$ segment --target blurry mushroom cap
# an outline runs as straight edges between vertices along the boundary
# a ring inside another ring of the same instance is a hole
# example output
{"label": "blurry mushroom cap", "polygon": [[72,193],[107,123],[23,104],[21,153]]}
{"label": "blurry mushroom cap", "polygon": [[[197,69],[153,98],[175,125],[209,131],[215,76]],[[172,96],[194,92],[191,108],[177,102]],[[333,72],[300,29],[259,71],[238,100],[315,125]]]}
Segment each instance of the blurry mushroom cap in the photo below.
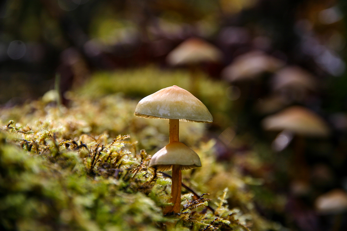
========================
### Task prompt:
Can you convert the listing above into a Markdown table with the columns "Index" and "Line", one row per non-blank line, leaving the pictures out?

### Written answer:
| Index | Line |
|---|---|
| 1 | $ segment --target blurry mushroom cap |
| 2 | # an outline runs as straight edges between vertices along the boundary |
| 3 | # a ring inside another ring of the same instance is a hole |
| 4 | # example output |
| 5 | {"label": "blurry mushroom cap", "polygon": [[72,193],[107,123],[23,104],[21,153]]} |
| 6 | {"label": "blurry mushroom cap", "polygon": [[[197,69],[153,98],[175,125],[209,131],[215,76]],[[172,96],[194,92],[191,108],[177,102]],[[333,72],[300,29],[259,71],[238,100],[315,125]]]} |
| 7 | Segment each instance of the blurry mushroom cap in the photo below. |